I've heard it said that there are four dimensions. Length, width, depth, and time. These are all things that we measure. They have dimensional properties. What about wieght? and temprature (or enropy as some say)?

Posted (edited)

I've heard it said that there are four dimensions. Length, width, depth, and time. These are all things that we measure. They have dimensional properties. What about wieght? and temprature (or enropy as some say)?

 

No they are not dimensions. They do have some properties that are based on dimensions.

Edited by J.C.MacSwell
Posted

You do not think of them as dimensions like you do for space-time. However, you can include things like temperature, energy, etc as dimensions in some configuration space.

Posted

You do not think of them as dimensions like you do for space-time. However, you can include things like temperature, energy, etc as dimensions in some configuration space.

 

Right.

 

That is exactly the way they are treated in classical rhermodynamics.

Posted

Are you referring to a PVT surface..isotherms, adiabats and all that stuff?

 

state variables or "extensive and intensive properties" -- see for instance Chemical Thermodynamics by Kirkwood and Oppenheim (any book on classical thermodynamics will do).

 

Isotherms, adiabats, etc. are curves or surfaces in the state space.

Entries provided »

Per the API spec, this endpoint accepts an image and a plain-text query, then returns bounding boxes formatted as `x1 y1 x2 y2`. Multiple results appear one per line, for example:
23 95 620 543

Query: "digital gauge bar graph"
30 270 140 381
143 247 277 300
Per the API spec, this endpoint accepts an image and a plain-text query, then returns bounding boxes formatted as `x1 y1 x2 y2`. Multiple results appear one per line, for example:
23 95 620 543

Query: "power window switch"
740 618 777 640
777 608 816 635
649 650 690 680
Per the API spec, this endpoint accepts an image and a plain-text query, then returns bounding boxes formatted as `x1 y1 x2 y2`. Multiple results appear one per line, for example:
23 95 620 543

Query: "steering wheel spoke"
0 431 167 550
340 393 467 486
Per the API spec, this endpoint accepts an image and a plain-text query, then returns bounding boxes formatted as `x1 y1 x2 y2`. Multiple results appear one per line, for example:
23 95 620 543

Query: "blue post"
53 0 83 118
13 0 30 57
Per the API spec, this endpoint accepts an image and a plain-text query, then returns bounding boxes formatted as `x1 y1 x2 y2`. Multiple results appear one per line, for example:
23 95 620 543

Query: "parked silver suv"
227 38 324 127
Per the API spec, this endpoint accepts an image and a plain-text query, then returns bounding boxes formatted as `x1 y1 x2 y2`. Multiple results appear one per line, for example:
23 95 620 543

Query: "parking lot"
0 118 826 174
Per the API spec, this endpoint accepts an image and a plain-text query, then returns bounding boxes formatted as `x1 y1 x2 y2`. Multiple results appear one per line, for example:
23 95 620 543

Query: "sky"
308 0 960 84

To be done »
Retype the part of the forum thread about dimensions from "That is exactly" up to and including "thermodynamics will do).".

Written solution »
That is exactly the way they are treated in classical rhermodynamics.

Posted

Are you referring to a PVT surface..isotherms, adiabats and all that stuff?

 

state variables or "extensive and intensive properties" -- see for instance Chemical Thermodynamics by Kirkwood and Oppenheim (any book on classical thermodynamics will do).